* start *

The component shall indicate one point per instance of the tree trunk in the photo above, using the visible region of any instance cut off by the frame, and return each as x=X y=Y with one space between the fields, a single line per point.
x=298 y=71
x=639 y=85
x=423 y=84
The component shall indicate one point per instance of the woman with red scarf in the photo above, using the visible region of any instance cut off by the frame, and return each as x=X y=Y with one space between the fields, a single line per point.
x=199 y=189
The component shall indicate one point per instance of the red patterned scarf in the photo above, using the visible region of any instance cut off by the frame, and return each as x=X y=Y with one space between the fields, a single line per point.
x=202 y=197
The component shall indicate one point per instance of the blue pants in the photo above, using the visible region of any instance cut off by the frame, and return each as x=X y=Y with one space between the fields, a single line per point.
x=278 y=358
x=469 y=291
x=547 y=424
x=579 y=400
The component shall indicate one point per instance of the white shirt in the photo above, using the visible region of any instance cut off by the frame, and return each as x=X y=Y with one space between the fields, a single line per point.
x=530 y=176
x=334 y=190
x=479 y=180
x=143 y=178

* end *
* start *

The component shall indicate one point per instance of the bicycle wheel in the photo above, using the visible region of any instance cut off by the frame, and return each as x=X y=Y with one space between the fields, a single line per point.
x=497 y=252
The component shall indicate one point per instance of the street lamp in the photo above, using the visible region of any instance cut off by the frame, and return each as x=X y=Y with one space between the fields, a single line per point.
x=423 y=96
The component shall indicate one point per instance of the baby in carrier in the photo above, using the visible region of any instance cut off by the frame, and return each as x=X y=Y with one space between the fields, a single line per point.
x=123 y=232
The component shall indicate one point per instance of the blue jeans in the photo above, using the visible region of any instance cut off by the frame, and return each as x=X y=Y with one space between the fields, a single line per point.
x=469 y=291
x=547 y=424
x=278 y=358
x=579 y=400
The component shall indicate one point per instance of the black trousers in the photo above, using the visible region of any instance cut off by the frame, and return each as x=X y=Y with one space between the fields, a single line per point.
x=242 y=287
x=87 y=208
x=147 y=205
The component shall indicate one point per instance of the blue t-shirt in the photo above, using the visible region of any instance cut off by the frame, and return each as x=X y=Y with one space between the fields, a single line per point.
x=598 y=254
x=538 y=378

* end *

Task details
Rewrite the data from the line with "The component shall indicate one point per instance of the tree" to the line with "x=199 y=189", putting "lamp post" in place of "tree trunk" and changing nothing else. Give only those lines.

Task result
The component shall indicate one point per instance of the lamp post in the photo above, using the visible region of any instance cut off by the frame, and return each as x=X y=Y with one space between the fields, a single line per point.
x=298 y=71
x=639 y=85
x=423 y=84
The component shall indicate one point per instance of the woman with red scarf in the photo above, using the visible region of any instance cut off by the frame, and return each as x=X y=Y with one space between the fields, a single line per point.
x=199 y=189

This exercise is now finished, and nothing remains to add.